> **RECORDS SHOWN**
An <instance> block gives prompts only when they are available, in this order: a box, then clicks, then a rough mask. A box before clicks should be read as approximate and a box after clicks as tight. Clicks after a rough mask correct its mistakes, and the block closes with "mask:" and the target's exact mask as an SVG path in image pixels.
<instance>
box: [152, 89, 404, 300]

---

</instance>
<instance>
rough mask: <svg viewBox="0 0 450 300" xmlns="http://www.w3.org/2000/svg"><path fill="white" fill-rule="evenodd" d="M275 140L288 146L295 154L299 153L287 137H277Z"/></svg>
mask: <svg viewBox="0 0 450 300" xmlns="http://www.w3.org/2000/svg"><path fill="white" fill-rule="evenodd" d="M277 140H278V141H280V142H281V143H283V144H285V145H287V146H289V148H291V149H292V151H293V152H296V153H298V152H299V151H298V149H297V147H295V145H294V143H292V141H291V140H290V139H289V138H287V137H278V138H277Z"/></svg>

* * *

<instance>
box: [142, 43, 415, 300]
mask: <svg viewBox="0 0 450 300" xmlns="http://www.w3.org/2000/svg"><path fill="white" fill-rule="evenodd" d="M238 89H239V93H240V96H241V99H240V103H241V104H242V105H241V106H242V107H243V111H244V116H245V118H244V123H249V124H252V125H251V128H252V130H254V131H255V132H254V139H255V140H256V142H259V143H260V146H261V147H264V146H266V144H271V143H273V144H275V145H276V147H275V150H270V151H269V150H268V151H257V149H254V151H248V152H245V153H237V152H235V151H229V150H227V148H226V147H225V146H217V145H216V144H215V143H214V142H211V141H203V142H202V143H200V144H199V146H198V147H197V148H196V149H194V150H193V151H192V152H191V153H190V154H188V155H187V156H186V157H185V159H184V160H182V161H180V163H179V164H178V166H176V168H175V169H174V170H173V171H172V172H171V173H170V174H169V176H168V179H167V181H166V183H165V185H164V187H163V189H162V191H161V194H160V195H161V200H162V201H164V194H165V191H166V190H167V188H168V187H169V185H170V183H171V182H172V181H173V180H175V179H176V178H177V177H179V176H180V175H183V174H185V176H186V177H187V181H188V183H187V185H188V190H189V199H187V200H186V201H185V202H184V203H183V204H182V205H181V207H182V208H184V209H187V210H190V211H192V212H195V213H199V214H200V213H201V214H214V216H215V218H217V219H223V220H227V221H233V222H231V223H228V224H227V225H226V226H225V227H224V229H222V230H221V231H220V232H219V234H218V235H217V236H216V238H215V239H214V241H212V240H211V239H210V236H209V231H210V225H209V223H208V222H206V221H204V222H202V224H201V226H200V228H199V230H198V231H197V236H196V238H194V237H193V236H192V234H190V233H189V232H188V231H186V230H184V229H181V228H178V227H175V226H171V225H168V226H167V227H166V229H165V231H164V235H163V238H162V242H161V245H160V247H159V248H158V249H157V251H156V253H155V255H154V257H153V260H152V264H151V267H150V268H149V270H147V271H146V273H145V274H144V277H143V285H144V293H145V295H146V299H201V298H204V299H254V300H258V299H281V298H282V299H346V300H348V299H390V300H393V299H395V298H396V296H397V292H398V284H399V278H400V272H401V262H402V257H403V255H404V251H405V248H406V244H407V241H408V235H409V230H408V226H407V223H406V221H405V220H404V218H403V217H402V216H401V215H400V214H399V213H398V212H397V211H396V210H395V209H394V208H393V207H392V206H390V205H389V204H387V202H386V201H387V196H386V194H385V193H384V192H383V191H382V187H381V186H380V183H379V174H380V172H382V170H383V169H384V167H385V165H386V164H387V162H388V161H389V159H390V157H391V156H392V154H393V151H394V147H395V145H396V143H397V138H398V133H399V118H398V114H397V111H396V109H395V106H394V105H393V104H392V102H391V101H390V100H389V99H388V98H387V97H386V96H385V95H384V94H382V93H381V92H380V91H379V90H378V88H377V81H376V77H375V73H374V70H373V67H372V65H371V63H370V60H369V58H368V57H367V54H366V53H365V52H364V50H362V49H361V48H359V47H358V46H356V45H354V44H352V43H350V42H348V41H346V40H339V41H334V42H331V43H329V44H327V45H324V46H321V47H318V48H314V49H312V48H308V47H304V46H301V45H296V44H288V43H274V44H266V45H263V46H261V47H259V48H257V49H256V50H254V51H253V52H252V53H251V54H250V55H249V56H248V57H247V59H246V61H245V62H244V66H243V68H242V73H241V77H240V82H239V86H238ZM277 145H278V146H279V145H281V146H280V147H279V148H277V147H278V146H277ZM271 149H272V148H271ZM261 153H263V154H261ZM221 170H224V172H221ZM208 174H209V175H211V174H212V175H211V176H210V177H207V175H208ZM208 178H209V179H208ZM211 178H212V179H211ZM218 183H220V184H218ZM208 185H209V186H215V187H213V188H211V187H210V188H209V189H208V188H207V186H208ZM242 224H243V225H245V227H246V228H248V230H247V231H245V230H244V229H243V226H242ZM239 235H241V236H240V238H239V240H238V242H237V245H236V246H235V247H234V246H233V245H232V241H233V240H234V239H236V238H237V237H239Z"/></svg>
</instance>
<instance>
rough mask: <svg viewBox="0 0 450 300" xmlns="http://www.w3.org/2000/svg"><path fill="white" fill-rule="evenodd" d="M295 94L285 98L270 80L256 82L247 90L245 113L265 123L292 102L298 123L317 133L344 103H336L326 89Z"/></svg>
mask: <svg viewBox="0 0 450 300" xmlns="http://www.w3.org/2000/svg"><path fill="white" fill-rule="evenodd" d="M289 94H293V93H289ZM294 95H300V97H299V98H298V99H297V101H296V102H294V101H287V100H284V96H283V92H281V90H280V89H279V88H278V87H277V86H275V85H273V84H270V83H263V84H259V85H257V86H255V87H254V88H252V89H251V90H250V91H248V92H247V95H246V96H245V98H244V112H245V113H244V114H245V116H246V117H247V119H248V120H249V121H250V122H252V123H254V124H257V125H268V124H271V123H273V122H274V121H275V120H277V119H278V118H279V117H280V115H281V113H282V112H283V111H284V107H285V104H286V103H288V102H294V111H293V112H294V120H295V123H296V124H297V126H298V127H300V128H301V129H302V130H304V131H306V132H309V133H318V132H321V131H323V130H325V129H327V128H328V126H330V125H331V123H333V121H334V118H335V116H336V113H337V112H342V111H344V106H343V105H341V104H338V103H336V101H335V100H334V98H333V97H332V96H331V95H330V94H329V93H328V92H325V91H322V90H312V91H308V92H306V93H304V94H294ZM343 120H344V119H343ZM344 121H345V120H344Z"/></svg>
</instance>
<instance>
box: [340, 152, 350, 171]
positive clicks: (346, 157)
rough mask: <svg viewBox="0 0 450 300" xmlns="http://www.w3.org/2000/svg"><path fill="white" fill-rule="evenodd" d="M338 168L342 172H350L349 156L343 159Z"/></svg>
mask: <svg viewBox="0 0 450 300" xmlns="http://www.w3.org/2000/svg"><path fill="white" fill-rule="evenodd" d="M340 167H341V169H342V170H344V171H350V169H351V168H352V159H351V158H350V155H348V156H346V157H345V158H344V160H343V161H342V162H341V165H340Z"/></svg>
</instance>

> **WORK ITEM**
Every line above from the line with "An <instance> block" to the line with "box: [152, 89, 404, 300]", both included, must be reproduced exactly, and no other line may appear.

> **ANSWER SECTION**
An <instance> block gives prompts only when they are available, in this order: a box, then clicks, then a rough mask. A box before clicks should be read as approximate and a box after clicks as tight. Clicks after a rough mask correct its mistakes, and the block closes with "mask:" and the target's exact mask as an SVG path in image pixels.
<instance>
box: [152, 89, 404, 300]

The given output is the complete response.